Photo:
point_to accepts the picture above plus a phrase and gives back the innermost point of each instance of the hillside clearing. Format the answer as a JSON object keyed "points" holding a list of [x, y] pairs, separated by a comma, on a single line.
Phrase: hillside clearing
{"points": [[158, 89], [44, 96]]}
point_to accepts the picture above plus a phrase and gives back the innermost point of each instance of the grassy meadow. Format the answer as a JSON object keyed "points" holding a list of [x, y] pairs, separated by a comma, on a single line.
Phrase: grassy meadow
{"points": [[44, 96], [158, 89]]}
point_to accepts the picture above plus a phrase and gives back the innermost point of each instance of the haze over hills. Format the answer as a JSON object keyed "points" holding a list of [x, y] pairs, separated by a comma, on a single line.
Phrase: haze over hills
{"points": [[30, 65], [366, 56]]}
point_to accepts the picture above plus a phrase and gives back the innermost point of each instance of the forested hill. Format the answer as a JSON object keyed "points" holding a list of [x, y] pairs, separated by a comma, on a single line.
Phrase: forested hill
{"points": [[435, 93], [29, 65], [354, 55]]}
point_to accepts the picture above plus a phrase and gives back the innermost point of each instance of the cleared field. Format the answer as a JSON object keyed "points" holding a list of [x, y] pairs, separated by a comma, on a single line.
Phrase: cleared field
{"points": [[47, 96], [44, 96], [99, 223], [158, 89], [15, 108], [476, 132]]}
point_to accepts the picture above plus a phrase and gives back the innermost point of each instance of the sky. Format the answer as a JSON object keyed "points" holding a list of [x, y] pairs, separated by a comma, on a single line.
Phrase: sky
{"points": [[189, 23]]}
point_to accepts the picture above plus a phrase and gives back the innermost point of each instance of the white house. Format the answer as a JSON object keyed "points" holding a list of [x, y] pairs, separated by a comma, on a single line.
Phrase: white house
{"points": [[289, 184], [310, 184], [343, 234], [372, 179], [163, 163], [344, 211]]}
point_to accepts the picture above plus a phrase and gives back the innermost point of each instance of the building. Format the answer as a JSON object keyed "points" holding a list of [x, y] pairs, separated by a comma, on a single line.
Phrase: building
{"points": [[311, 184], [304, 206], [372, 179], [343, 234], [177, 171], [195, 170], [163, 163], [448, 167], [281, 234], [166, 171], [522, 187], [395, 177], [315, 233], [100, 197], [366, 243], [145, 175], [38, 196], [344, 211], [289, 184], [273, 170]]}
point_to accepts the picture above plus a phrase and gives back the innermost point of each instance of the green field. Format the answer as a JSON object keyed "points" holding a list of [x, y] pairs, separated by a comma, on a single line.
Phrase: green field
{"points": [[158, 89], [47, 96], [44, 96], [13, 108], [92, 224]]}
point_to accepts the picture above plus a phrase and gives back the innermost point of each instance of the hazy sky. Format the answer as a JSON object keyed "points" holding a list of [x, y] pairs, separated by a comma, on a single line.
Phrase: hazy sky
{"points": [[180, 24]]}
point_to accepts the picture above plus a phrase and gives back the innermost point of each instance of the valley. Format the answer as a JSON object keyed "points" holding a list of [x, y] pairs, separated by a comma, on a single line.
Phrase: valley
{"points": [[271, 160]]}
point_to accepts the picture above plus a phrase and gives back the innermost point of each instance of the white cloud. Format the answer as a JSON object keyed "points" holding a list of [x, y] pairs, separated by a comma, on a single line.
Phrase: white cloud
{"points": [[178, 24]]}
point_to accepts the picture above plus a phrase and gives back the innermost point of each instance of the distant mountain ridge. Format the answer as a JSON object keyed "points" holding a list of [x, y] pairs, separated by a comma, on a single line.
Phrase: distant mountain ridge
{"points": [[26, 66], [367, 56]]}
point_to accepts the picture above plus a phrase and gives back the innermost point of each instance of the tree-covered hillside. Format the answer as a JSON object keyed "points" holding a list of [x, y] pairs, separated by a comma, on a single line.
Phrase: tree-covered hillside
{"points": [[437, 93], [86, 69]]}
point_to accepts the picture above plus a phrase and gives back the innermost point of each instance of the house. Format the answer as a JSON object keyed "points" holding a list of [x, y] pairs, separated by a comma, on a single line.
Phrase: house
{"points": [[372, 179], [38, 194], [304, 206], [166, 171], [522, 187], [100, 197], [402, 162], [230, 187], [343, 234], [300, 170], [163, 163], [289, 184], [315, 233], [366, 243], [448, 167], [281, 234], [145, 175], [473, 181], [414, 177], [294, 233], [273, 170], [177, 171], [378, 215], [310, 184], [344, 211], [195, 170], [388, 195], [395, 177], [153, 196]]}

++++++++

■ Stated task
Put the lines above into a JSON list of strings, with one string for each line and no blank lines.

■ Response to this task
[
  "Photo:",
  "point_to accepts the picture above plus a phrase and gives back the innermost point of each instance of the hillside clearing. Format the answer as a JSON object keyed \"points\" holding a list of [x, y] pairs, separated by a comma, on a single line.",
  "Phrase: hillside clearing",
  "{\"points\": [[158, 89], [44, 96]]}",
  "point_to accepts the picture above plus a phrase and gives back the innermost point of each instance of the grassy meadow. Format the answer as a JSON object keyed \"points\" holding a list of [x, y] pairs, separated by a comma, on a single line.",
  "Phrase: grassy meadow",
  "{\"points\": [[44, 96], [158, 89]]}",
  "point_to accepts the picture above plus a phrase and gives back the innermost point of each instance of the haze over hills. Format the answer as a JSON object keyed \"points\" holding a list of [x, y] pairs, separated by a comma, on a single line.",
  "Phrase: haze over hills",
  "{\"points\": [[30, 65], [366, 56]]}",
  "point_to accepts the picture above plus a phrase and gives back the innermost point of each instance of the forested hill. Format the answer as a JSON object keyed \"points\" holding a list of [x, y] pairs, separated by a comma, on a single line.",
  "Phrase: forested hill",
  "{\"points\": [[435, 93], [29, 65], [354, 55]]}",
  "point_to accepts the picture above plus a phrase and gives back the innermost point of each instance of the cleared field. Format the answer as a JSON object keyed \"points\" holding a list of [x, y] pairs, separated by a comma, on a single line.",
  "Phrase: cleared field",
  "{\"points\": [[47, 96], [44, 96], [99, 223], [158, 89], [15, 108], [476, 132]]}",
  "point_to accepts the picture above plus a phrase and gives back the innermost point of each instance of the sky. Format the answer as a JSON object keyed \"points\" holding a list of [x, y] pairs, separated by a comma, on a single line.",
  "Phrase: sky",
  "{\"points\": [[189, 23]]}",
  "point_to accepts the picture above plus a phrase and gives back the innermost point of each instance of the white house. Format the answer as a JSON object keyed \"points\" holding a list of [x, y] pairs, separated by a comma, on a single line.",
  "Phrase: white house",
  "{\"points\": [[289, 184], [310, 184], [343, 234], [372, 179], [163, 163], [344, 211]]}",
  "point_to accepts the picture above plus a phrase and gives back the innermost point of each instance of the building. Format the answer as a JSON object keyed \"points\" holding a list of [x, y] pairs, separated by a comma, on a single line.",
  "Phrase: building",
  "{\"points\": [[311, 184], [304, 206], [372, 179], [343, 234], [177, 171], [195, 170], [163, 163], [448, 167], [281, 234], [166, 171], [522, 187], [395, 177], [315, 233], [100, 197], [366, 243], [145, 175], [38, 196], [344, 211], [289, 184], [273, 170]]}",
  "point_to accepts the picture above plus a phrase and gives back the innermost point of each instance of the green field. Format the answer as a JSON object keyed \"points\" holding a list of [x, y] pairs, separated by a comma, on a single line.",
  "Phrase: green field",
  "{\"points\": [[158, 89], [47, 96], [44, 96], [13, 108], [92, 224]]}",
  "point_to accepts the picture above plus a phrase and gives back the innermost point of each instance of the hazy sky. Format the answer as a JSON object keyed \"points\" holding a list of [x, y] pairs, separated by a comma, on a single line.",
  "Phrase: hazy sky",
  "{\"points\": [[180, 24]]}",
  "point_to accepts the picture above plus a phrase and gives back the innermost point of each instance of the valley. Format the answer as a JSON object keyed \"points\" holding a list of [x, y] pairs, separated by a comma, on a single line.",
  "Phrase: valley",
  "{\"points\": [[271, 160]]}",
  "point_to accepts the picture above plus a phrase and gives back the innermost point of each instance of the white cloud. Format the answer as a JSON object keyed \"points\" holding a list of [x, y] pairs, separated by a comma, on a single line.",
  "Phrase: white cloud",
  "{\"points\": [[178, 24]]}",
  "point_to accepts the picture above plus a phrase and gives back the innermost point of each instance of the distant mountain ridge. Format the answer as a JSON object keyed \"points\" holding a list of [x, y] pairs, separated by a comma, on a single line.",
  "Phrase: distant mountain ridge",
  "{\"points\": [[26, 66], [367, 56]]}",
  "point_to accepts the picture above plus a phrase and gives back the innermost point of each instance of the tree-covered hillside. Format the answer as a JSON object keyed \"points\" holding a list of [x, y] pairs, separated by a comma, on a single line.",
  "Phrase: tree-covered hillside",
  "{\"points\": [[437, 93], [86, 69]]}",
  "point_to accepts the picture above plus a phrase and gives back the innermost point of each instance of the house. Format the answer as a JSON object keyed \"points\" holding a list of [x, y] pairs, separated by a comma, on a single line.",
  "Phrase: house",
  "{\"points\": [[372, 179], [38, 194], [304, 206], [166, 171], [522, 187], [100, 197], [402, 162], [230, 187], [343, 234], [300, 170], [163, 163], [289, 184], [315, 233], [366, 243], [448, 167], [281, 234], [145, 175], [473, 181], [414, 177], [294, 233], [273, 170], [177, 171], [378, 215], [310, 184], [344, 211], [195, 170], [388, 195], [395, 177], [153, 196]]}"
]